[Stored records]
========================

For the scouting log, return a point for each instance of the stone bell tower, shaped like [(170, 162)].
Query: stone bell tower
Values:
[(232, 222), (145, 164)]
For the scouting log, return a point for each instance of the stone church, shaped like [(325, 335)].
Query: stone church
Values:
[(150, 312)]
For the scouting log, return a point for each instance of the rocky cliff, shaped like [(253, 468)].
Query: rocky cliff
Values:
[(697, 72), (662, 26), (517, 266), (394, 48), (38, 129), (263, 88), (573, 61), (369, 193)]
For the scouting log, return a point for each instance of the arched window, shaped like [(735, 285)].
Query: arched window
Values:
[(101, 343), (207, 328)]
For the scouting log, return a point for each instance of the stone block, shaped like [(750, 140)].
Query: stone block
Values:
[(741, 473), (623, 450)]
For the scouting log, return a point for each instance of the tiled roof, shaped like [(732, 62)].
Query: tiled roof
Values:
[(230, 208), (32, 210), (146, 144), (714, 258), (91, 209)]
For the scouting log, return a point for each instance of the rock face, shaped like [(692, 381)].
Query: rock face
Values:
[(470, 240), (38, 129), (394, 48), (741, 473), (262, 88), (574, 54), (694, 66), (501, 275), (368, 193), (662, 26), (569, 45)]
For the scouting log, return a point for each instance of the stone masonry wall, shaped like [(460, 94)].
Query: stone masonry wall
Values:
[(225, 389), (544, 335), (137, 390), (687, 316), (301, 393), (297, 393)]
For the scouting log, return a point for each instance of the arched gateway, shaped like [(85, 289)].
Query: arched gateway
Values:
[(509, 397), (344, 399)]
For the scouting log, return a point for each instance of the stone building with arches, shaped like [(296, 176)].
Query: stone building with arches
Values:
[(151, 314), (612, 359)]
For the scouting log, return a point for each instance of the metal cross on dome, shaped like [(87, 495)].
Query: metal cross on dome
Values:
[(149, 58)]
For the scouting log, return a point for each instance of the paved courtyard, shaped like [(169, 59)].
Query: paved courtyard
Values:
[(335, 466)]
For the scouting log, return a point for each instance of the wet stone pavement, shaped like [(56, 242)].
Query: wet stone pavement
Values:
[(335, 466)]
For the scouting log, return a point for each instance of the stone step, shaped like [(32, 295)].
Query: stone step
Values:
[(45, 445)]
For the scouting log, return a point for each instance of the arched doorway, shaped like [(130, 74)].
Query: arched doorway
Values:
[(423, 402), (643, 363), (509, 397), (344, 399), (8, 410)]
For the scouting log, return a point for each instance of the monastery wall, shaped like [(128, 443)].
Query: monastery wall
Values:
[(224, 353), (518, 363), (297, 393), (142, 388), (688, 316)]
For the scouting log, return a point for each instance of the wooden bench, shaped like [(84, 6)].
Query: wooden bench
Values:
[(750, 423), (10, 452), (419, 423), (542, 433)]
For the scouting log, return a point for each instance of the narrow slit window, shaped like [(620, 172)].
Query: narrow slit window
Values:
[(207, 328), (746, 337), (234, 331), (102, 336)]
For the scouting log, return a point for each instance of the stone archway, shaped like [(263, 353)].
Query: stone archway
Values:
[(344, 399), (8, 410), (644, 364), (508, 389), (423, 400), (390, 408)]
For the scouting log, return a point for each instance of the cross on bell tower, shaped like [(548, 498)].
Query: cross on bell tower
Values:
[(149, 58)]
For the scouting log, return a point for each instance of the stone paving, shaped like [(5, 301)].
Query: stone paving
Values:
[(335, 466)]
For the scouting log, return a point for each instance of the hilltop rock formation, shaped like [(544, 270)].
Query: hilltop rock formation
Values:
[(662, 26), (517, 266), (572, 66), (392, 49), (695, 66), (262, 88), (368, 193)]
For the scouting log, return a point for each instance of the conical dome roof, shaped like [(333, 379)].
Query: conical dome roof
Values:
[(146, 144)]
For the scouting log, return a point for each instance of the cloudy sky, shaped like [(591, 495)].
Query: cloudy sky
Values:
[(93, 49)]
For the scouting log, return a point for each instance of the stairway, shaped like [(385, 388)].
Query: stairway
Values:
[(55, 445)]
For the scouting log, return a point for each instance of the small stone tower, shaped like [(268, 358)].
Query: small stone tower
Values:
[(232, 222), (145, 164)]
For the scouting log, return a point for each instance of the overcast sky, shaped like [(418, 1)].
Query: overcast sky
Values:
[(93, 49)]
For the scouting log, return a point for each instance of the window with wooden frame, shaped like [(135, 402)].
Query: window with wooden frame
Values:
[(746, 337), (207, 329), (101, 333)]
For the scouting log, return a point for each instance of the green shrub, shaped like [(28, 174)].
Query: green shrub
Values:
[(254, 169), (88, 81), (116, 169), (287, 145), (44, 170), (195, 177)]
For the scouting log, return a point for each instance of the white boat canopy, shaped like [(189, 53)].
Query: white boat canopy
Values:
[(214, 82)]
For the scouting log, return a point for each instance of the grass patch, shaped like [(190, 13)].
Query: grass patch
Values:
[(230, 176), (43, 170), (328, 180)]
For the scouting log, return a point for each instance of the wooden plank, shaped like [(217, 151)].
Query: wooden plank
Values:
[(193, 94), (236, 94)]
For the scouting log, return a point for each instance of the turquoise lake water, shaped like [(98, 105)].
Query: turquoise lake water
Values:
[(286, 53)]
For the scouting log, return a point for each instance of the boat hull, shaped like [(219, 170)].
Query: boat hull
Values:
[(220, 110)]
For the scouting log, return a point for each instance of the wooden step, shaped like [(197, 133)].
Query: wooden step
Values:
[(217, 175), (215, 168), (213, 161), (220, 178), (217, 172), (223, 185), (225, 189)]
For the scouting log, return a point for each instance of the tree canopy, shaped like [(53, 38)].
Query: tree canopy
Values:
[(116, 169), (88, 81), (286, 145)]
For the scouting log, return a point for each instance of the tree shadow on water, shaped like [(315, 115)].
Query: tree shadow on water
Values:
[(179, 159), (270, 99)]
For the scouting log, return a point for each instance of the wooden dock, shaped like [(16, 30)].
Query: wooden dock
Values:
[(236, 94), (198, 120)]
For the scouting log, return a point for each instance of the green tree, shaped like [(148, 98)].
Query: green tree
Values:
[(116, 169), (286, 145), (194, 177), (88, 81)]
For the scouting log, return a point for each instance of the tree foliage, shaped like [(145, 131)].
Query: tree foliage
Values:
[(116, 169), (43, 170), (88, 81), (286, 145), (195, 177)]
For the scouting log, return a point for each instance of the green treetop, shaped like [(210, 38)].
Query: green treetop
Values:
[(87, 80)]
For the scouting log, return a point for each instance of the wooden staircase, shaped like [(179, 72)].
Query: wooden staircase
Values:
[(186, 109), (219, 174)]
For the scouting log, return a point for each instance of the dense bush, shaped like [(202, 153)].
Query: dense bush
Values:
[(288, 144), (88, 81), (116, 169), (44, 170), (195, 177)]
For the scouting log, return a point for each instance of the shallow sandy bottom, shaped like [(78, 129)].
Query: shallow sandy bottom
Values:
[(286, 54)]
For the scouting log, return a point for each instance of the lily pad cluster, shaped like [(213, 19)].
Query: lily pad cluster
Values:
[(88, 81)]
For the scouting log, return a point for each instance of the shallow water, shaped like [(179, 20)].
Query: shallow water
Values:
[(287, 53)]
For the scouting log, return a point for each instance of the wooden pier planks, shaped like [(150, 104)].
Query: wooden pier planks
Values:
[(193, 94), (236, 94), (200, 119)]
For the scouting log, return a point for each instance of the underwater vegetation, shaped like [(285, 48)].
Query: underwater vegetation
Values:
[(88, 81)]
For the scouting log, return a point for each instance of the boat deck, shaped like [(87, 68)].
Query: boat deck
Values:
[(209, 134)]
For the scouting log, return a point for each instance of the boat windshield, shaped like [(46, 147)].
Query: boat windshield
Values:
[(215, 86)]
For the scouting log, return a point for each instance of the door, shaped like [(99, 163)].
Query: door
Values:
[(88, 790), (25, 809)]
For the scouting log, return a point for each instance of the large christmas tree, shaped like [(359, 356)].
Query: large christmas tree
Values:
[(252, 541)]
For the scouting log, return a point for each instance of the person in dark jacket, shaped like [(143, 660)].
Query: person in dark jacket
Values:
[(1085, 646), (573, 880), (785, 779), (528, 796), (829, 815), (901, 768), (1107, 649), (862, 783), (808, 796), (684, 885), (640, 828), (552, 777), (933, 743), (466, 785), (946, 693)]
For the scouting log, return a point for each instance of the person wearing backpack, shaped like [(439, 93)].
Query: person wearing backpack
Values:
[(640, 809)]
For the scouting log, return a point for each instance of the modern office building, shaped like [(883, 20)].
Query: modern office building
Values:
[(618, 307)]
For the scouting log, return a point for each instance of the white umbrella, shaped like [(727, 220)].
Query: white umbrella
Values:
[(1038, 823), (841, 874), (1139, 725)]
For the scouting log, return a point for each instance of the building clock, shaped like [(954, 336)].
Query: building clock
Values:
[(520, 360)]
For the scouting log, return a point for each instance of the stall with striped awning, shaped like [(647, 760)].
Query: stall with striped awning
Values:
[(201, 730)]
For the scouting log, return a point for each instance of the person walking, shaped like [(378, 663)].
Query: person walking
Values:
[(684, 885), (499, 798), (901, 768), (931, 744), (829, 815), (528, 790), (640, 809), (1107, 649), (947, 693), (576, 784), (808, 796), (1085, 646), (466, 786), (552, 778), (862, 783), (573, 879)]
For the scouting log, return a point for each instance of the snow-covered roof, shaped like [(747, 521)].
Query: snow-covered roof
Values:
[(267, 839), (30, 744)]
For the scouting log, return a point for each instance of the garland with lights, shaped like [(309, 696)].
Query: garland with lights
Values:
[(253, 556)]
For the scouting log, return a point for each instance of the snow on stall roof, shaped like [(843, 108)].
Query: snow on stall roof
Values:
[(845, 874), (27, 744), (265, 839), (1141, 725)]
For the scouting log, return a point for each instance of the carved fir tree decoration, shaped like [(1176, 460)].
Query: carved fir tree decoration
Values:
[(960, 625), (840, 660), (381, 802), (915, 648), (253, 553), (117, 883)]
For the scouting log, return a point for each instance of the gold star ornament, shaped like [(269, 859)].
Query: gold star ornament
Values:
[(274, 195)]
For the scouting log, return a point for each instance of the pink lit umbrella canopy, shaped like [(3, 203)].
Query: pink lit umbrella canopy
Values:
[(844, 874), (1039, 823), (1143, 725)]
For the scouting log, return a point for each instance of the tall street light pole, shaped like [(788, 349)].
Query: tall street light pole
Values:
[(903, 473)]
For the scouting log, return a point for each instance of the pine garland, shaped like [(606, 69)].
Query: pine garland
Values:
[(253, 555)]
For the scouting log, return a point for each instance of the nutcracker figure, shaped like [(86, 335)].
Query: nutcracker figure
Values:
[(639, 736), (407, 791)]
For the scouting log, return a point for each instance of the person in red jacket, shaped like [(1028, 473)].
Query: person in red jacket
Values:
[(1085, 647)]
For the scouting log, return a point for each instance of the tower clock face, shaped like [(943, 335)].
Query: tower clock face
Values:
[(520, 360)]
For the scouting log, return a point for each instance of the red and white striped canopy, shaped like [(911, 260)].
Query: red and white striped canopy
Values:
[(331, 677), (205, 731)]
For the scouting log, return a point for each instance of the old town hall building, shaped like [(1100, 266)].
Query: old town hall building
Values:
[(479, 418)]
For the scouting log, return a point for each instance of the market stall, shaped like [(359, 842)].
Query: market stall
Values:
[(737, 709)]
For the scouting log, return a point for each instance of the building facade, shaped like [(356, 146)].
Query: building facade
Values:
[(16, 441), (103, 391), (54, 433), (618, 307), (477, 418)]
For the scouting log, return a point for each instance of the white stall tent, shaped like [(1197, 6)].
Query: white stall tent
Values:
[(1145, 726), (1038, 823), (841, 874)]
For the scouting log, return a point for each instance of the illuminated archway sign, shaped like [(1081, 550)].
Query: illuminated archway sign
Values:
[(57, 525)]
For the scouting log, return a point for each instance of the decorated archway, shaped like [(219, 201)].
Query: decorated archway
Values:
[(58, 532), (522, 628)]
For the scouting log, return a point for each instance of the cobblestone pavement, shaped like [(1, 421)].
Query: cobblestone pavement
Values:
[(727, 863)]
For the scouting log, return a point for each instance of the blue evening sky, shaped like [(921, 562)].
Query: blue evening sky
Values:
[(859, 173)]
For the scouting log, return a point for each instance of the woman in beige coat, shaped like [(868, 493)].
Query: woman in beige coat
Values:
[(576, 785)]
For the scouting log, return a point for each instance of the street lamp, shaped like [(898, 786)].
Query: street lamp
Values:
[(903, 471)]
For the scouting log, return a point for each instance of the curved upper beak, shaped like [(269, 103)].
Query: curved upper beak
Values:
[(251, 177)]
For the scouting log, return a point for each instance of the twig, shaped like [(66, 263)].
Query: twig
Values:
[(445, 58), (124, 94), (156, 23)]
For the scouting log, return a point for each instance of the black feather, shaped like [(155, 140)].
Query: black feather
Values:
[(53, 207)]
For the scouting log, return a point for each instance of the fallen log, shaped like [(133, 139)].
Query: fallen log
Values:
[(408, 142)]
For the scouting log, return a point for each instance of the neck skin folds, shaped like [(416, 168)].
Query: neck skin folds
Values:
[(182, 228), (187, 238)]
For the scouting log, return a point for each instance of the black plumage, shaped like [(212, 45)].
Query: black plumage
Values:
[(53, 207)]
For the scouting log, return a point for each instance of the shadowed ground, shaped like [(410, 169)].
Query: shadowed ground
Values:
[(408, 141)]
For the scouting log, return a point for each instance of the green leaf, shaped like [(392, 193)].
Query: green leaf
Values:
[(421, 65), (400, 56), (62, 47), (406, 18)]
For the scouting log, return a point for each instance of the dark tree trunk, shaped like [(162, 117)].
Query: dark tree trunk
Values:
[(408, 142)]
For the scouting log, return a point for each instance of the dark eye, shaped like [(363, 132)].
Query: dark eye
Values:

========================

PROBLEM TO WORK ON:
Which lines run from the one holding "like [(591, 495)]." through the one holding "like [(418, 1)]." in the records above? Repeat them exactly, both included, and nothing more.

ANSWER FOR THIS EXERCISE:
For the scouting log, return a point for each instance of the cloudy sky, shaped like [(591, 495)].
Query: cloudy sky
Values:
[(93, 49)]
For the scouting log, return a point for each instance of the stairway, shaped like [(385, 388)].
Query: stairway
Values:
[(55, 445)]
For the scouting log, return a point for each instance of the small stone tower, shaped like [(268, 358)].
Query: small stone tower
Values:
[(232, 222), (145, 164)]
For the scouting log, return a point for each instance of the overcast sky, shaped like [(418, 1)].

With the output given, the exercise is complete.